_Task goal_
Treat the line containing "task: outline the black car wheel" as the first line and the final line of the material below as the last; reproduce that range exactly.

_Supplied data_
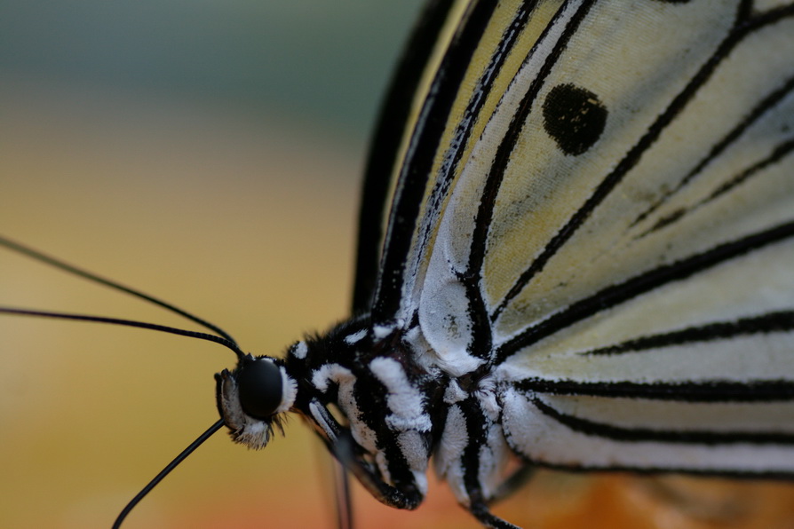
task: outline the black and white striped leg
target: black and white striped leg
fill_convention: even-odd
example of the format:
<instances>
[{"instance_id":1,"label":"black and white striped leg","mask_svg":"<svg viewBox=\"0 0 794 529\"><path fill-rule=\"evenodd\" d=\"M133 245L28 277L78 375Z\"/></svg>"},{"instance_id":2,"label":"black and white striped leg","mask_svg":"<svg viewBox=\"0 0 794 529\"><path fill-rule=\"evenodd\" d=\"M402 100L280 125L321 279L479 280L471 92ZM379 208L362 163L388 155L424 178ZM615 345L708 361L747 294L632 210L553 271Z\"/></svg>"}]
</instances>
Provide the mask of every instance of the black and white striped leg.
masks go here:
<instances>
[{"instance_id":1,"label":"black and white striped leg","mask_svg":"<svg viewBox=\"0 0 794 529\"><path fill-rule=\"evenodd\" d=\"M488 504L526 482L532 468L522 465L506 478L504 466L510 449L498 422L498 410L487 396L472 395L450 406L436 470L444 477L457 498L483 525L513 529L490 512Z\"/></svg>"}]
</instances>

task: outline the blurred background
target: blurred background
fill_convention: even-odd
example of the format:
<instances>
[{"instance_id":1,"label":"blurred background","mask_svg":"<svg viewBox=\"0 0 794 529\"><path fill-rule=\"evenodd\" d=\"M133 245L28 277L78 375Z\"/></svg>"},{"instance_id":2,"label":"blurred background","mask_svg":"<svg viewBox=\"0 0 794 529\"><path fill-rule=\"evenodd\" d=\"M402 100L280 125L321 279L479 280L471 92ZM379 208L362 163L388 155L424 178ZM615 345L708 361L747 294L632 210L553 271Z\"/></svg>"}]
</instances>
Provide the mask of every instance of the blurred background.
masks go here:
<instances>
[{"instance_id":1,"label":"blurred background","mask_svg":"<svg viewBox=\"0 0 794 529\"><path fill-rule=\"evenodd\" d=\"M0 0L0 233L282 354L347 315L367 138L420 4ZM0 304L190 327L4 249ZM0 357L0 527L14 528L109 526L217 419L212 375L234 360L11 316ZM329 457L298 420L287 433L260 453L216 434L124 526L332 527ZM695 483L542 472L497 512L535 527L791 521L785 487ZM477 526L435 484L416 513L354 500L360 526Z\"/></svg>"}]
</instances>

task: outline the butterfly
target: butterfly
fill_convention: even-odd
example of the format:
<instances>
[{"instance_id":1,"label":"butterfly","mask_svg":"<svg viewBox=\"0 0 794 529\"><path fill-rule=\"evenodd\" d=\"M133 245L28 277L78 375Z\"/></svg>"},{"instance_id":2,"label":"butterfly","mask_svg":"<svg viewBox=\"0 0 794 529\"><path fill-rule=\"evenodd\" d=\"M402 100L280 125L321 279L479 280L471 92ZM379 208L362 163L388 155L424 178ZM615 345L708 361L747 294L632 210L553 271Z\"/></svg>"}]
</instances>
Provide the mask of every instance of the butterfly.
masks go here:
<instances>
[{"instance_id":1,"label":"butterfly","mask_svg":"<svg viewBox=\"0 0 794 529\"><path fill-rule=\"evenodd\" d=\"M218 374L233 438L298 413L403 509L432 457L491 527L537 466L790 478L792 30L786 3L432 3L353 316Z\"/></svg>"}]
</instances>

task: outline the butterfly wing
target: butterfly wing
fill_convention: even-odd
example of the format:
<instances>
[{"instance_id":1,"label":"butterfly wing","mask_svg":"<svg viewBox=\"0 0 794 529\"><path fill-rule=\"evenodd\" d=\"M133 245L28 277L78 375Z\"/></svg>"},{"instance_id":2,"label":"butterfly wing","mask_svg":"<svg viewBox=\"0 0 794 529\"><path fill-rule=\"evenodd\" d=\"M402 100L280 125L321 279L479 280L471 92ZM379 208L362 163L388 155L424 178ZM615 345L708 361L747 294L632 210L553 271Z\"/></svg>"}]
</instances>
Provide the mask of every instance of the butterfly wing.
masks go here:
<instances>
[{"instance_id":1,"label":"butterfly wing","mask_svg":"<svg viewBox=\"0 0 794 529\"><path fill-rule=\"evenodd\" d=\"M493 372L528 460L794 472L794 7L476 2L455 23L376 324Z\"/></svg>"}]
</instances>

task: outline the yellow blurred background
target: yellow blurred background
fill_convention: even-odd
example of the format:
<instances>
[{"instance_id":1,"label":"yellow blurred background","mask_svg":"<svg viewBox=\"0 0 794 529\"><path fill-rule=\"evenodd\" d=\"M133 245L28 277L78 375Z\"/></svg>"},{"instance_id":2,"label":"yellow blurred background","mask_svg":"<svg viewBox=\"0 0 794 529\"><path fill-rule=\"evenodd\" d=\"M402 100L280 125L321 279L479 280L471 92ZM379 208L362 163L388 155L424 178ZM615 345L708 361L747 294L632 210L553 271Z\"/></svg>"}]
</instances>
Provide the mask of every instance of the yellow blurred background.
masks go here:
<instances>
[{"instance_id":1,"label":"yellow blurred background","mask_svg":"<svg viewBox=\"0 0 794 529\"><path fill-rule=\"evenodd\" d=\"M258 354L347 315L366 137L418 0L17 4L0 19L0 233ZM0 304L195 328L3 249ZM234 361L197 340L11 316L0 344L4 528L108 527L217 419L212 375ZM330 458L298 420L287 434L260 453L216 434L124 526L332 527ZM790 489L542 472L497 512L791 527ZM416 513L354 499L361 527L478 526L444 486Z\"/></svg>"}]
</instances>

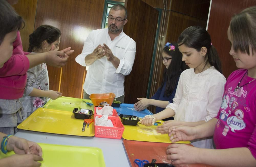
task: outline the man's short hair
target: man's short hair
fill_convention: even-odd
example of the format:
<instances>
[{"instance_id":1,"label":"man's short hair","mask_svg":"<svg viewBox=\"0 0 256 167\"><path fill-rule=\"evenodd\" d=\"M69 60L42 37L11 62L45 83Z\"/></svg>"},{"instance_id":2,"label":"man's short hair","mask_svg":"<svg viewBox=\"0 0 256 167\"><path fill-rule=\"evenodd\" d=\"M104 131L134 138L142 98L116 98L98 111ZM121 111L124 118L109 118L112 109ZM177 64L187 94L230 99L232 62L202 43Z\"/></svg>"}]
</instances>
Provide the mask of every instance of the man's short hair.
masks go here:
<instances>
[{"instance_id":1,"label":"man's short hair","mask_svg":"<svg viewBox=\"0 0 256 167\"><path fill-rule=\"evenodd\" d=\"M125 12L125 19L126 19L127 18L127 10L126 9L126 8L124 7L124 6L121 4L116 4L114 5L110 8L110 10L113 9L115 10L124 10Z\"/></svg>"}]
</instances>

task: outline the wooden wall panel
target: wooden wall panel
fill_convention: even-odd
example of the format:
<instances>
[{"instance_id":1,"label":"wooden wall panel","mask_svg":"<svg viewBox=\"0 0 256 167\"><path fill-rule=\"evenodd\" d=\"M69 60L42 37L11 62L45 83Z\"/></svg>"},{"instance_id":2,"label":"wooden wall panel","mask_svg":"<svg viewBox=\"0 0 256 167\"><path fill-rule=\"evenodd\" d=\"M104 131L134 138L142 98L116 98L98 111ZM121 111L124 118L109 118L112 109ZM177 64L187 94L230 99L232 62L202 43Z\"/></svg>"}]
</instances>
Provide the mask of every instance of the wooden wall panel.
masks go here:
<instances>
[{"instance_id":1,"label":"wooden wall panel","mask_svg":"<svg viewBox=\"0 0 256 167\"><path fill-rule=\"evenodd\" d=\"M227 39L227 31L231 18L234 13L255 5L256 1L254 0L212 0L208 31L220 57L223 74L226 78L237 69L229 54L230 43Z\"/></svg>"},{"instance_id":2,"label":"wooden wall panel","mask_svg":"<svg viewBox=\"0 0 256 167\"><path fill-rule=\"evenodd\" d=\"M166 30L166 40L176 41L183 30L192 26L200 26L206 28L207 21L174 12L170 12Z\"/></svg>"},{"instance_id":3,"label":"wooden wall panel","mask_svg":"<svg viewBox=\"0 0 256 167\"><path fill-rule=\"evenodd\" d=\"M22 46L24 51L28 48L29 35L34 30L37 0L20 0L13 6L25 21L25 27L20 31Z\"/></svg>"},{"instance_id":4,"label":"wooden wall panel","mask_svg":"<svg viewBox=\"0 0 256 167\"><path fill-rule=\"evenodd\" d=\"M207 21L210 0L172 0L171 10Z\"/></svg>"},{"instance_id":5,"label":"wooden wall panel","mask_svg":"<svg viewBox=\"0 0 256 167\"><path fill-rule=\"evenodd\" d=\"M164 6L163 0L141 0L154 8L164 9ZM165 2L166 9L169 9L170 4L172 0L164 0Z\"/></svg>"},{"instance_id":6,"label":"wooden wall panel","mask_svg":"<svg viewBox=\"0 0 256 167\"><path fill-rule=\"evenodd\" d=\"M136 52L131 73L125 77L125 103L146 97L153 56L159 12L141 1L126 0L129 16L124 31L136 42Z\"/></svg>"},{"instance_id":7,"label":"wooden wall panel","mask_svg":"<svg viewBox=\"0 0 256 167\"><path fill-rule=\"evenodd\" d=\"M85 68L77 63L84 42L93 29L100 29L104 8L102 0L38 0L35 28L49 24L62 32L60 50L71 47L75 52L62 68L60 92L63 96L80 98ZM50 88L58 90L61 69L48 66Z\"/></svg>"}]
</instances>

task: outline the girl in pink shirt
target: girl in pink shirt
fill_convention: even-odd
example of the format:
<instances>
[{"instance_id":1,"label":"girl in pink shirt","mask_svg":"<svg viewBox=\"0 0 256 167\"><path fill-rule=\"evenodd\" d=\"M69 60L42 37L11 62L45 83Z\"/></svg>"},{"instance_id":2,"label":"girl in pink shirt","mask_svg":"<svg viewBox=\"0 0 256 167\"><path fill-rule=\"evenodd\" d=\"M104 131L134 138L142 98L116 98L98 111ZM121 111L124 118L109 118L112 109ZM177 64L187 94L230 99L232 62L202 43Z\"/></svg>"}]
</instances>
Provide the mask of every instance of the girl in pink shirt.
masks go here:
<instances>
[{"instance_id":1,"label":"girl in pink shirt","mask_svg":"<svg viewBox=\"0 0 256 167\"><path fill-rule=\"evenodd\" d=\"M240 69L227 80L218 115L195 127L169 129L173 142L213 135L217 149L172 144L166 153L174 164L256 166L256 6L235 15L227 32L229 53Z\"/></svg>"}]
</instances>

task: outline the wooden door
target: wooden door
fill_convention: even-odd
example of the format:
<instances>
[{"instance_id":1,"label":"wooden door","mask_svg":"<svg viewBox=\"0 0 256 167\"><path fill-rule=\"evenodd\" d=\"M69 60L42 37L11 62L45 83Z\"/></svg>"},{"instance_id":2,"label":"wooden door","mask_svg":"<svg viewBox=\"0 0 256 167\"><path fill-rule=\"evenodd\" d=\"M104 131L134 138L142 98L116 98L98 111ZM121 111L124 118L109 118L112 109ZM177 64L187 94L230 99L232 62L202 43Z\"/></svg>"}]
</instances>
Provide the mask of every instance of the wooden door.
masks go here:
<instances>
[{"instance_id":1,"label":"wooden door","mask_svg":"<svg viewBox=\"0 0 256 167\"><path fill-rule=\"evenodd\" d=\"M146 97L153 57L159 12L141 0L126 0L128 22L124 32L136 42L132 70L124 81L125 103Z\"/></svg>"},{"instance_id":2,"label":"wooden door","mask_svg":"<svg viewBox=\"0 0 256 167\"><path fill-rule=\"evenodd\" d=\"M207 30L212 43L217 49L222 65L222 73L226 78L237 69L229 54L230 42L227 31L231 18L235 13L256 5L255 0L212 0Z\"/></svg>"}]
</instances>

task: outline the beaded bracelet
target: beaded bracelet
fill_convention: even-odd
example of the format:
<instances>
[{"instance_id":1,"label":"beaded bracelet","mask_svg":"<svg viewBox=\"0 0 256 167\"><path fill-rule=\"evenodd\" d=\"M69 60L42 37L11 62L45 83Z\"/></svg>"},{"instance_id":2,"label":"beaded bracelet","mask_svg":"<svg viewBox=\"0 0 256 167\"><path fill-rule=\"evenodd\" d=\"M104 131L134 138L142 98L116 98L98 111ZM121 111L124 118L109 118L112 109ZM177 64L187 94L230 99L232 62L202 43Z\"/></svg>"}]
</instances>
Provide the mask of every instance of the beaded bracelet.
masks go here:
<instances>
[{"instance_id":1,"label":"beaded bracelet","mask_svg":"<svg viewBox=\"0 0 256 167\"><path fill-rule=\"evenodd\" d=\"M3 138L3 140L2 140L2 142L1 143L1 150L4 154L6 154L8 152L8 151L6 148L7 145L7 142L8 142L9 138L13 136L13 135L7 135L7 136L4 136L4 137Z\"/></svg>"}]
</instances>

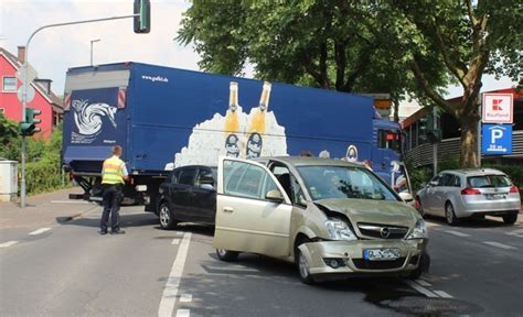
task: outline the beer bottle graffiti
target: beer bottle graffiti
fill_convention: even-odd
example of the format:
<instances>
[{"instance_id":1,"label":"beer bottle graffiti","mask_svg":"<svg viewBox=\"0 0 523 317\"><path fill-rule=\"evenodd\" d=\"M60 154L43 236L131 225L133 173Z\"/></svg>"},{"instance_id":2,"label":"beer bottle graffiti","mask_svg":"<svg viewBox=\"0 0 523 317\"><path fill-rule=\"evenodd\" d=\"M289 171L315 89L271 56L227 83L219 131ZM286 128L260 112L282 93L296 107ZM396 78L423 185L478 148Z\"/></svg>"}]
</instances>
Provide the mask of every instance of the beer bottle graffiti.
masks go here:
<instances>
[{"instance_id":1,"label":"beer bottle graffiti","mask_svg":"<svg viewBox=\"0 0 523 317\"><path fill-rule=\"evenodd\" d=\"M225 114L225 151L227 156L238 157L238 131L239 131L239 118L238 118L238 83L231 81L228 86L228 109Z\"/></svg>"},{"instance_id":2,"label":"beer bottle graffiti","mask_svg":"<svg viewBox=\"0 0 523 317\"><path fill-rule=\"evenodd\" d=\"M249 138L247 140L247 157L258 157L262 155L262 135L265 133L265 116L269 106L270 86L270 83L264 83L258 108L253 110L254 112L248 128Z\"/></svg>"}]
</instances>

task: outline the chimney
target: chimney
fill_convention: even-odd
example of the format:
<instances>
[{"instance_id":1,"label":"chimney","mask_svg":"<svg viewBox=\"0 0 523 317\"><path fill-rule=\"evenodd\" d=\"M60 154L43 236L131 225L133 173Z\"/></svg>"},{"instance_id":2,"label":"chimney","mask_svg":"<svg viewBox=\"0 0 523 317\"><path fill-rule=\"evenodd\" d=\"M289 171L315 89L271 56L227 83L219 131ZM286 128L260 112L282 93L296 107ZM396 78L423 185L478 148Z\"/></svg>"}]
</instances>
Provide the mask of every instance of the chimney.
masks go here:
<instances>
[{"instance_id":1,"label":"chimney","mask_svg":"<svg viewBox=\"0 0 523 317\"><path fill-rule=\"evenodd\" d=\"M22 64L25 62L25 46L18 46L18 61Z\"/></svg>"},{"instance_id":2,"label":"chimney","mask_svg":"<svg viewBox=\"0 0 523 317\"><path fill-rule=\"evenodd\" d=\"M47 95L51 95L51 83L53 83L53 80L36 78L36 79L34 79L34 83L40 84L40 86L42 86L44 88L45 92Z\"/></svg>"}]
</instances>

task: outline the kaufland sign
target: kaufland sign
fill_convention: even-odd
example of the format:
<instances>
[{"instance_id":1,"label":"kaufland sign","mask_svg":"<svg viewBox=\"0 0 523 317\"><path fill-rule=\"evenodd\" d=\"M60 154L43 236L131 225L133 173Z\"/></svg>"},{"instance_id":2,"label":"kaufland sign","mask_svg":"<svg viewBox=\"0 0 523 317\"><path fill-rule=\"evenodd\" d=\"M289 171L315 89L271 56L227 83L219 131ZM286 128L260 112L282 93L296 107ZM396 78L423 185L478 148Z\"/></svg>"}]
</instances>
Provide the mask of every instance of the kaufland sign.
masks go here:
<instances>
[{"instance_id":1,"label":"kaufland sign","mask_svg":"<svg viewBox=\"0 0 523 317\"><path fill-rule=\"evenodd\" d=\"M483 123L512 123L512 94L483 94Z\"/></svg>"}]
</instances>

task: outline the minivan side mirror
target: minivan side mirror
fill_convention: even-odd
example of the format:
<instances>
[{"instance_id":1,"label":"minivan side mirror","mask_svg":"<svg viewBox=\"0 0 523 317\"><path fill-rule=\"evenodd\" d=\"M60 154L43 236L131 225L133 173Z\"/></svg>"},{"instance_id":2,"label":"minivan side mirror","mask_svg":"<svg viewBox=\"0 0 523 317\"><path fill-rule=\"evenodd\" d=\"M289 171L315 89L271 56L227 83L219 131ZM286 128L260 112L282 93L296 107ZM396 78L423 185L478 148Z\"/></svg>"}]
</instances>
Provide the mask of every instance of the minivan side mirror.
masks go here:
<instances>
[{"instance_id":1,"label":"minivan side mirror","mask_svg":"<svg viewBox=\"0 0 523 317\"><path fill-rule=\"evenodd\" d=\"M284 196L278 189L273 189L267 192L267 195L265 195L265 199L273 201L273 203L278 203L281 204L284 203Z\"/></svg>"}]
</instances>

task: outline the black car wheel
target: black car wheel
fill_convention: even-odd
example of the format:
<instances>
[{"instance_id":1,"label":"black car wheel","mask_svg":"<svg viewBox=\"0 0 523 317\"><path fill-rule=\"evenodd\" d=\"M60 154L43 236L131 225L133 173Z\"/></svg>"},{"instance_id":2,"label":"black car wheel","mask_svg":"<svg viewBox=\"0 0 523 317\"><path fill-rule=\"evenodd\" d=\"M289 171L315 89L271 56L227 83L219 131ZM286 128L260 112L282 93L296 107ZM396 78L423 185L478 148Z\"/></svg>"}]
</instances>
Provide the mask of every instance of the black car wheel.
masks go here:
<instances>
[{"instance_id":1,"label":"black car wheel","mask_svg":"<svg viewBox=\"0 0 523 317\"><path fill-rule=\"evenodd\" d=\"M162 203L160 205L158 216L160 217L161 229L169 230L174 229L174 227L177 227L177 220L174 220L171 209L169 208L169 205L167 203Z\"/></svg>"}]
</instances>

_Exercise result_
task: outline the black car wheel
target: black car wheel
fill_convention: even-odd
example of the format:
<instances>
[{"instance_id":1,"label":"black car wheel","mask_svg":"<svg viewBox=\"0 0 523 317\"><path fill-rule=\"evenodd\" d=\"M60 154L43 236L131 225L133 173Z\"/></svg>"},{"instance_id":2,"label":"black car wheel","mask_svg":"<svg viewBox=\"0 0 523 317\"><path fill-rule=\"evenodd\" d=\"M289 171L315 89L271 56L227 83L219 131ZM286 128L260 112L282 93L296 107ZM396 78L423 185L478 148Z\"/></svg>"}]
</instances>
Provide the mask of every instance of the black car wheel.
masks go here:
<instances>
[{"instance_id":1,"label":"black car wheel","mask_svg":"<svg viewBox=\"0 0 523 317\"><path fill-rule=\"evenodd\" d=\"M162 203L160 205L158 216L160 217L161 229L169 230L174 229L174 227L177 227L177 220L174 220L171 209L169 208L169 205L167 203Z\"/></svg>"}]
</instances>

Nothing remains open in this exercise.